Given problem – Word for word, transcribe the lines from the one containing "Reviewer note: every instance of the nightstand" through the end of the entries, both included, and nothing else.

——

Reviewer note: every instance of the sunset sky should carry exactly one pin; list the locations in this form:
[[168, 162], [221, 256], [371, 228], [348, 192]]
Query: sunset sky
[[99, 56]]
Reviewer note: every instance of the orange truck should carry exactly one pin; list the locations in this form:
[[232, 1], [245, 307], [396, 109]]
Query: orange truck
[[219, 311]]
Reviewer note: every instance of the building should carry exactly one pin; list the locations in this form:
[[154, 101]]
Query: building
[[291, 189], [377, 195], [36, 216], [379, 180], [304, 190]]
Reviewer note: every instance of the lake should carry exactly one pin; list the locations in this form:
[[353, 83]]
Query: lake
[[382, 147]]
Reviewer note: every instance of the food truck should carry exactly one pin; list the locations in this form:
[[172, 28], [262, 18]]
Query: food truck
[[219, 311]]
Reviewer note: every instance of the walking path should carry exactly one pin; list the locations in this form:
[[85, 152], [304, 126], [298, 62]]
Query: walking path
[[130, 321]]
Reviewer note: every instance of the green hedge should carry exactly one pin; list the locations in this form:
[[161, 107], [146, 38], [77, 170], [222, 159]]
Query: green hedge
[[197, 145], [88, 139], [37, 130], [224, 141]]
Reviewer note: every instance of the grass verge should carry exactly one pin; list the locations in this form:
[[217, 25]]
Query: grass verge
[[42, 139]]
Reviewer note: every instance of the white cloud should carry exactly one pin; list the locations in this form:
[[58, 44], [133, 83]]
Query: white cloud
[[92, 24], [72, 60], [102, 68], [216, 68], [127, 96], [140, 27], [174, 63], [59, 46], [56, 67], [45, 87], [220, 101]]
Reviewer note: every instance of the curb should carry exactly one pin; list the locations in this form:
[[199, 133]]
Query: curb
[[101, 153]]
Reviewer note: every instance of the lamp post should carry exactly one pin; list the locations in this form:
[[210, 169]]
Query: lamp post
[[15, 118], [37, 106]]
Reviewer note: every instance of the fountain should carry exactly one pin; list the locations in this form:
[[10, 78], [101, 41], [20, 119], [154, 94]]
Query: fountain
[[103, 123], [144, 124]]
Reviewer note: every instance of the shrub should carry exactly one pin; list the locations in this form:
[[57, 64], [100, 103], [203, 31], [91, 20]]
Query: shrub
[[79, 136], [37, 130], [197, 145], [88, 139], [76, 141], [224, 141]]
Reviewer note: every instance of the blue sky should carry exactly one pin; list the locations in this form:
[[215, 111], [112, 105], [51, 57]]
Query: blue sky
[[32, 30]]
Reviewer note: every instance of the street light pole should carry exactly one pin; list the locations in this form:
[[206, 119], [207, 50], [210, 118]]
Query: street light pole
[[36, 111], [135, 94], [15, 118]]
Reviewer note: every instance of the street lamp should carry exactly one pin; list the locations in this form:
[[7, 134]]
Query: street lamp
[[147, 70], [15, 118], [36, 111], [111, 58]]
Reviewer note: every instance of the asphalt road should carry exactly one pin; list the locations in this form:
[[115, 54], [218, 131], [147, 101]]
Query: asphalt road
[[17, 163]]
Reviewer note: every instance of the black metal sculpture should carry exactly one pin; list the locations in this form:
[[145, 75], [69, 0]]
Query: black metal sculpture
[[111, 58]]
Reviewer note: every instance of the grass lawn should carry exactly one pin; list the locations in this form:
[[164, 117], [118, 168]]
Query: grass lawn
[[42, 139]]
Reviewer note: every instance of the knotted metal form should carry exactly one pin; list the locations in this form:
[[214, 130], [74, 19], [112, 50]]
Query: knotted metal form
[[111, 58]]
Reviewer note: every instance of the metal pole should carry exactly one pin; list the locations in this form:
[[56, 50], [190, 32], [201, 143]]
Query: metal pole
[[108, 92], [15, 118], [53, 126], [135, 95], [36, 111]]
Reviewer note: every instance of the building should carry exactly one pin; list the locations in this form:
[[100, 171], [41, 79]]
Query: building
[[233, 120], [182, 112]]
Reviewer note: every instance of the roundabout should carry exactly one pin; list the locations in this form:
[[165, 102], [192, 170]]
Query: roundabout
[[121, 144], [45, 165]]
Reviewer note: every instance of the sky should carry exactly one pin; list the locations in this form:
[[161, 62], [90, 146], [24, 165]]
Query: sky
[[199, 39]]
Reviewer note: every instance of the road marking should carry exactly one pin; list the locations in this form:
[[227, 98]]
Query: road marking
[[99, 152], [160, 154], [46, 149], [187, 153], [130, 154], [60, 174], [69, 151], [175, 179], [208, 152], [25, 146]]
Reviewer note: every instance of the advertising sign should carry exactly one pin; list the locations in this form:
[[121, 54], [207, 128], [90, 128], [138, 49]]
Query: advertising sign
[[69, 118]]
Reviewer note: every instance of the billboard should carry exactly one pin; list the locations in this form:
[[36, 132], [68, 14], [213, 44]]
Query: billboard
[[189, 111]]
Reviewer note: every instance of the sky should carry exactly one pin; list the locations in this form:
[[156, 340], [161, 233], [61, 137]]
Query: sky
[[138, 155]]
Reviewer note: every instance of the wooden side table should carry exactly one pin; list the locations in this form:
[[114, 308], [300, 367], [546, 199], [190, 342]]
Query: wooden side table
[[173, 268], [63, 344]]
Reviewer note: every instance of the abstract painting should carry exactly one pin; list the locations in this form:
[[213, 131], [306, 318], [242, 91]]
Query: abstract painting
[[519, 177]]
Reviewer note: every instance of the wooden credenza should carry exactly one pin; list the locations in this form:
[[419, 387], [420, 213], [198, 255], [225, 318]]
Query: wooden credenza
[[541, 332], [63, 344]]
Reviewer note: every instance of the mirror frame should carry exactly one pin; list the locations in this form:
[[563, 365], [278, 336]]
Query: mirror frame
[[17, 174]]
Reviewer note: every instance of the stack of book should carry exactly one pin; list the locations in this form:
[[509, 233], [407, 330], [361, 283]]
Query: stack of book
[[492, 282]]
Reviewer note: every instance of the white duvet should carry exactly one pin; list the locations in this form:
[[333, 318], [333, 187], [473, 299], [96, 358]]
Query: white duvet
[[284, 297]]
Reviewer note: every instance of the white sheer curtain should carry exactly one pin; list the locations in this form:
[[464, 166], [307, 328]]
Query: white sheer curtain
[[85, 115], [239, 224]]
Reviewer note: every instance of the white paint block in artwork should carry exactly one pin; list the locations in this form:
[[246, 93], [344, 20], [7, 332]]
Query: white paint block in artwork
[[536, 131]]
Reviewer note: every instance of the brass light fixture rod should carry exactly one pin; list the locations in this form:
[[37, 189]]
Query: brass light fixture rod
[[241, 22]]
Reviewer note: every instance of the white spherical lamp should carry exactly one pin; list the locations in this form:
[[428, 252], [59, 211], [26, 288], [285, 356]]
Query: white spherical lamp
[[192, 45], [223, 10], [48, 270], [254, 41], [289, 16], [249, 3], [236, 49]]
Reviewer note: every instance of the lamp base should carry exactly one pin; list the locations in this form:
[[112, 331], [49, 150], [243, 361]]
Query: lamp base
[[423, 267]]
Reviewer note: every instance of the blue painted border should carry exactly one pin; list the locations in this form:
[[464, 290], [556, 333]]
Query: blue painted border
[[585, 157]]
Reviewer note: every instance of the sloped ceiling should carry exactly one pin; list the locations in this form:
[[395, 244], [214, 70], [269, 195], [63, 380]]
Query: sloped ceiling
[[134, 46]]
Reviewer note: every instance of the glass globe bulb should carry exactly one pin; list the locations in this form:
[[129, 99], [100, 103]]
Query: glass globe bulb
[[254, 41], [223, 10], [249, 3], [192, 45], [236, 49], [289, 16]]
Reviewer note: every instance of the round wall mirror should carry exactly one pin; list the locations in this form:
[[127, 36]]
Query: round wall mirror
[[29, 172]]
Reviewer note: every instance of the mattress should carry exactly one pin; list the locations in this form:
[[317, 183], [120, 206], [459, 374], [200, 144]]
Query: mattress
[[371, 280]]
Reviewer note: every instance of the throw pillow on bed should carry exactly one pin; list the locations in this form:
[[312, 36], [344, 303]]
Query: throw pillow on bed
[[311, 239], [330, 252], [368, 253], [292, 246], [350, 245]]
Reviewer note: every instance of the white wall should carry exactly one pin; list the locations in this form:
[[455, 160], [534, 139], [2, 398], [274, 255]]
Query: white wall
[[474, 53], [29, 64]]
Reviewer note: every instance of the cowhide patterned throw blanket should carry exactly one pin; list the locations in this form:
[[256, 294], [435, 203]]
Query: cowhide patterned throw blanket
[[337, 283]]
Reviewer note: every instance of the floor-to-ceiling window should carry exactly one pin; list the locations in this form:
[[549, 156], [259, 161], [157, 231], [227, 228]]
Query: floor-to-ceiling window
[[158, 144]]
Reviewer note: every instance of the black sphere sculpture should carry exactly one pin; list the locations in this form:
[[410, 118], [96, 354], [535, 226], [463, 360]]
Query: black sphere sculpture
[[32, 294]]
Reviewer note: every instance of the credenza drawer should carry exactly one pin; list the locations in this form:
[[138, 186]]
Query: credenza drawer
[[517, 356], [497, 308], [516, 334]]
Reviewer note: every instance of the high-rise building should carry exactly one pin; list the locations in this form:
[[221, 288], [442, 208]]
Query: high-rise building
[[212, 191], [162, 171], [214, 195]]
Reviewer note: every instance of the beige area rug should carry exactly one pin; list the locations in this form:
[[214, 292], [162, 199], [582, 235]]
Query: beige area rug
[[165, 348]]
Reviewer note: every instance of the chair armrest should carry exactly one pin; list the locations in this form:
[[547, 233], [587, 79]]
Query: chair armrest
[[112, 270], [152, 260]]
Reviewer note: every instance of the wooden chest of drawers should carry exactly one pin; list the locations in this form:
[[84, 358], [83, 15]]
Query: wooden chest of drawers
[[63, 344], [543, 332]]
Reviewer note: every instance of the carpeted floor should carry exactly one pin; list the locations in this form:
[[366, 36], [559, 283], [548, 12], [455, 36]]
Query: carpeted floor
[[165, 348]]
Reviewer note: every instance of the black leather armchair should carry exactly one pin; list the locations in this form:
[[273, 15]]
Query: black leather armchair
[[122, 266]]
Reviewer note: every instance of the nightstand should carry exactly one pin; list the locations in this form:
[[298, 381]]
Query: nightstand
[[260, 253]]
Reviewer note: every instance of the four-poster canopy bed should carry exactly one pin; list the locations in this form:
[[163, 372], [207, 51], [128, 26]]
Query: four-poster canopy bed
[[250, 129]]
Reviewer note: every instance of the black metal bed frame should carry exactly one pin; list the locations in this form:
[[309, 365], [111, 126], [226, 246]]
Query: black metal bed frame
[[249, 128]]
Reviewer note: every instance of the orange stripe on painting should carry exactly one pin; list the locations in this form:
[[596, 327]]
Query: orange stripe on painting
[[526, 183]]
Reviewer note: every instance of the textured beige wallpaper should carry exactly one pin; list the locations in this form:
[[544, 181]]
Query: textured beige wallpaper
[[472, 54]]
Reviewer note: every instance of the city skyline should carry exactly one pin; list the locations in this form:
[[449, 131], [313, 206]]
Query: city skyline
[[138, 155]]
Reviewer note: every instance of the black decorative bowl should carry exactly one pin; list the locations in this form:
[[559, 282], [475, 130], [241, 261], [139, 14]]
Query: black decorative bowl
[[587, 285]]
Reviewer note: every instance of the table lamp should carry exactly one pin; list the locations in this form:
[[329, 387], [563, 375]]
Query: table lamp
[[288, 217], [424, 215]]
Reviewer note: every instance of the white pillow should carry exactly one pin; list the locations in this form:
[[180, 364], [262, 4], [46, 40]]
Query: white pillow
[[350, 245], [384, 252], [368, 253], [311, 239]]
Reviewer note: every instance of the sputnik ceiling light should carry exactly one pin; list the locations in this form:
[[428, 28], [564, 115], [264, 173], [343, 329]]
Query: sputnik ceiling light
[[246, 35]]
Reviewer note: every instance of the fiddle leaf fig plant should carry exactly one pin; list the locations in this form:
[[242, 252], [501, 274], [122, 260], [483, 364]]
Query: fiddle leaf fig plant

——

Full solution –
Reviewer note: every instance of the nightstand should carry exactly one pin; list the locations in this form:
[[298, 381]]
Query: nightstand
[[260, 253]]
Reviewer note: every instance of the four-poster canopy bed should carry exactly one pin; list the locations in this form:
[[163, 372], [207, 51], [128, 26]]
Query: four-poster canopy bed
[[250, 129]]
Reviewer note: every instance of the black metal bed frame should carry exactly one pin; list the locations in this form:
[[309, 365], [111, 126], [226, 246]]
Query: black metal bed frame
[[249, 128]]
Reviewer note: every instance of the orange stripe on painting should carry exactly one pin; list the locations in this form:
[[596, 327]]
Query: orange stripe on painting
[[526, 183]]
Reviewer note: every instance of the textured beige wallpaper should carry exactly one pin; list the locations in this form:
[[544, 181]]
Query: textured beige wallpaper
[[472, 54]]
Reviewer note: every instance of the city skyline should carry exactly one pin; list the locations in this form:
[[449, 131], [313, 206]]
Query: city skyline
[[138, 155]]
Reviewer note: every instance of the black decorative bowl should carry exactly one pin; list the locations in this form:
[[559, 282], [475, 130], [241, 261], [139, 14]]
Query: black decorative bowl
[[587, 285]]
Reviewer note: every instance of the table lamp should carry exactly one pin; list the locations in this form:
[[329, 387], [563, 375]]
Query: table lamp
[[288, 217], [424, 215]]
Reviewer note: every instance of the white pillow should carry exactly one pin; list the locations in this form:
[[180, 364], [262, 4], [46, 40]]
Query: white pillow
[[350, 245], [384, 252], [368, 253], [311, 239]]
Reviewer note: every instance of the sputnik ceiling light should carry exactly one pin; list the locations in this form:
[[428, 28], [564, 115], [264, 173], [343, 329]]
Query: sputnik ceiling light
[[246, 35]]
Reviewer note: every instance of the fiddle leaf fig plant should carry exactly one pin; list the locations in this form:
[[242, 252], [501, 274], [122, 260], [483, 364]]
Query: fiddle leaf fig plant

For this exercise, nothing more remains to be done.